*Extracted material:*
***
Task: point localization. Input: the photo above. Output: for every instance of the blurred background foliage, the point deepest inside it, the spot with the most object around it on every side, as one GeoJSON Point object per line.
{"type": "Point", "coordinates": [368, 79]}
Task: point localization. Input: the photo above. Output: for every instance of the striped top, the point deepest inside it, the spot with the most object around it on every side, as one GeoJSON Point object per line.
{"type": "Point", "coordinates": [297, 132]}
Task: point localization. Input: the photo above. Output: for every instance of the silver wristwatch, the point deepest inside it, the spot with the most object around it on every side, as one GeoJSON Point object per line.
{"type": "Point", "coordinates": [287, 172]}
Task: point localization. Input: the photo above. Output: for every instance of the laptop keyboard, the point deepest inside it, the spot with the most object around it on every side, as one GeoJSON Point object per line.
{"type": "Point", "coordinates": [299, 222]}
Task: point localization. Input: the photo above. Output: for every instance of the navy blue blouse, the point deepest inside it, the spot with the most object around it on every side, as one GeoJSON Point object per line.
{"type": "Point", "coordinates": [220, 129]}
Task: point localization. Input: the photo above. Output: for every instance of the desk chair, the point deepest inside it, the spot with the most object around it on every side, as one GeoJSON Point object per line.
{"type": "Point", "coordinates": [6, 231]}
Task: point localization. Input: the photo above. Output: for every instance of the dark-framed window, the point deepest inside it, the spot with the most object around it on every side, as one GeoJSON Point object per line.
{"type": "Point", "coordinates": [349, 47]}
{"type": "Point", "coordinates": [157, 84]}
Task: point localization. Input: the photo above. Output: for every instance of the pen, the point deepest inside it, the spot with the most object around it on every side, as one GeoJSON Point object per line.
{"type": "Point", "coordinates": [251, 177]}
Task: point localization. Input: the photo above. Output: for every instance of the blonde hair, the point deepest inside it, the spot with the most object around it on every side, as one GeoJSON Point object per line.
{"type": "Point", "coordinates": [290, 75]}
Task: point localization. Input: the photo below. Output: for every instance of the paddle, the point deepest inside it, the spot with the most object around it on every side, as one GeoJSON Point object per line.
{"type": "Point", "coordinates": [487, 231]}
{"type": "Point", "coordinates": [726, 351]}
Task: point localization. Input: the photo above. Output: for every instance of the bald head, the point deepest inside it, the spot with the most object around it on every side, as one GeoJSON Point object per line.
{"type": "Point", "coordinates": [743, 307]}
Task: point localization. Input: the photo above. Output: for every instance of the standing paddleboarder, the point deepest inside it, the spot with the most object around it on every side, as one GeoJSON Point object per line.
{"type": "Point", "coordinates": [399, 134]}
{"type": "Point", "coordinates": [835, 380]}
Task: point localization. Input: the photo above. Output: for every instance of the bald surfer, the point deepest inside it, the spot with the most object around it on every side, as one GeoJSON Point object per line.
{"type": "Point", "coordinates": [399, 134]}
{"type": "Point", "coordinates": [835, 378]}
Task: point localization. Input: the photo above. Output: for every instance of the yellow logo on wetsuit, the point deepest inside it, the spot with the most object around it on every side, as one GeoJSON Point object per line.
***
*Task objective:* Find the line that contains "of the standing" in the listing above. Retype it and every line after it up to the last, exactly, and nothing else.

*Expected answer:*
Task: point localization. Input: the photo above. Output: for every instance of the standing paddleboarder, the point deepest inside it, the spot with the most object around it on every side, as one GeoJSON Point object per line.
{"type": "Point", "coordinates": [399, 134]}
{"type": "Point", "coordinates": [835, 380]}
Task: point localization. Input: the photo above. Output: for every instance of the bald surfer, the point deepest inside it, the spot with the most object around it on every side, as one GeoJSON Point object per line.
{"type": "Point", "coordinates": [399, 134]}
{"type": "Point", "coordinates": [835, 378]}
Task: point localization. Input: the photo above. Output: for every instance of the yellow logo on wetsuit, the point deepest inside it, the spot with the most object around it on every side, as one GeoJSON Point object per line.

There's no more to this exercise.